Written instruction = Copy the following data line for line, changing nothing.

[Excerpts from a pointing dataset]
* * *
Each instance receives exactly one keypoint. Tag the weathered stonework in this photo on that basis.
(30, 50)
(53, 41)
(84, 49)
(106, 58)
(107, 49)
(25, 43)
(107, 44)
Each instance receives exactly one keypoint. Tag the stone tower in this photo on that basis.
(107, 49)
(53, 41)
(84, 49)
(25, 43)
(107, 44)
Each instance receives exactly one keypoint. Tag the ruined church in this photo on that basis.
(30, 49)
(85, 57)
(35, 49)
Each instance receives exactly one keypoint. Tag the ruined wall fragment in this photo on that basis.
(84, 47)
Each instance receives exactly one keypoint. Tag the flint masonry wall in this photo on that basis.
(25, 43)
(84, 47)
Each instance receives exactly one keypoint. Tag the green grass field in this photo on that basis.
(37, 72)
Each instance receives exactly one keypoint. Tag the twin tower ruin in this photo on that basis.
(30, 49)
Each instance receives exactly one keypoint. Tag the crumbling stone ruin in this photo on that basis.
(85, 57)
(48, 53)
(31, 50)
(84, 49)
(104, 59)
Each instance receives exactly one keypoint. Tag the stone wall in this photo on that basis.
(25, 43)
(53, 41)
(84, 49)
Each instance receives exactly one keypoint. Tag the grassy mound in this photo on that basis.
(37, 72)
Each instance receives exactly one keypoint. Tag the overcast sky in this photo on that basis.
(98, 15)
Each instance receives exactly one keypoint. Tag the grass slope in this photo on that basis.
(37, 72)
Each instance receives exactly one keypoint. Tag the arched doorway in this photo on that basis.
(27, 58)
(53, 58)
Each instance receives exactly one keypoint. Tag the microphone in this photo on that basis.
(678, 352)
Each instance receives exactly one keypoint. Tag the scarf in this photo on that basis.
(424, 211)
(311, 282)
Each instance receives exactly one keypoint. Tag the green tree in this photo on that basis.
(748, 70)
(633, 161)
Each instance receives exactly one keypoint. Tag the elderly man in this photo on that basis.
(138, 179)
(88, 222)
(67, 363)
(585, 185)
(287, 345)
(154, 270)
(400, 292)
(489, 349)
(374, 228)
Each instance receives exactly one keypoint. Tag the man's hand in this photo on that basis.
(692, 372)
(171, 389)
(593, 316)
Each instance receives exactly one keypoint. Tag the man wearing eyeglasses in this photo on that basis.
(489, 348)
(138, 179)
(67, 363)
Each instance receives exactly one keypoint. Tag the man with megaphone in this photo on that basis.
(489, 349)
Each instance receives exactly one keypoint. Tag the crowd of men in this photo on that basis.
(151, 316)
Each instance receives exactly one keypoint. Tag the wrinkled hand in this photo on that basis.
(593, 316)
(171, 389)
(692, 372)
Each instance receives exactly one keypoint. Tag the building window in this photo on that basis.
* * *
Answer =
Each instance receives exactly one keypoint. Tag the weathered stonework in this photo on that basis.
(30, 50)
(53, 41)
(84, 49)
(106, 58)
(107, 49)
(25, 43)
(107, 44)
Each instance receives exactly one keypoint. Tag the stone tower in this photo on that basis.
(107, 49)
(53, 41)
(84, 49)
(25, 43)
(107, 44)
Each instance receives exactly one keypoint. Tag the ruined church in this photo on that basis.
(30, 49)
(85, 57)
(35, 49)
Each instance receives exactly one keypoint. Tag the ruined wall fragment in this photo on that basis.
(84, 47)
Each instance receives exactly one keypoint. Tag the flint masonry wall in this photo on that basis.
(25, 43)
(84, 47)
Each instance receives exactly one keypoint. Tag the green grass field in this photo on that basis.
(37, 72)
Each instance receives exactly one keypoint. Tag the twin tower ruin in this photo on that basis.
(30, 49)
Each instance receives exactly one keypoint. Tag the crumbling stone ruin in this photo on that basis.
(85, 57)
(48, 53)
(31, 50)
(84, 49)
(104, 59)
Each instance receives exactly one keypoint. Tag the stone wall in this photo on that basis.
(25, 43)
(53, 41)
(84, 49)
Each instance receives exactly one keypoint. Tag the grassy mound in this photo on that basis.
(37, 72)
Each instance receives exactly one keypoint. Tag the overcast sky in this photo on that basis.
(98, 15)
Each instance receives exactly one keypoint. Tag the grass slope in this photo on that basis.
(37, 72)
Each instance receives exactly one keypoint. Tag the arched doorway in this photo on that basis.
(27, 58)
(53, 58)
Each instance receives exactly one keypoint. Tag the microphone in this photo on that basis.
(678, 352)
Each instance receives exactly one keypoint. Tag the scarf in this photo on that basis.
(424, 211)
(311, 282)
Each instance receives exactly one keypoint. Tag the green tree in this photo on that basis.
(748, 70)
(633, 161)
Each instance receives exactly one keypoint. Tag the elderly man in this photo on that basis.
(138, 179)
(88, 222)
(67, 363)
(585, 185)
(287, 345)
(154, 270)
(400, 292)
(489, 349)
(374, 228)
Each instance receives exactly one keypoint. Tag the man's hand in this photo on that basis.
(692, 372)
(171, 389)
(593, 316)
Each instance receives exactly one keypoint. Tag the man wearing eyeglasses in this photo on that basis.
(489, 348)
(138, 179)
(67, 363)
Each instance receives exactly one keypoint. Tag the man with megaphone in this photo on that basis.
(489, 349)
Each instance receives exactly one keypoint. Tag the crowd of men in this photo on that basis.
(151, 316)
Each instance receives exactly one keypoint. Tag the wrinkled hand in this photo on that basis.
(593, 316)
(171, 389)
(692, 372)
Each instance receives exactly one keypoint. Tag the building window in this photo on that basis.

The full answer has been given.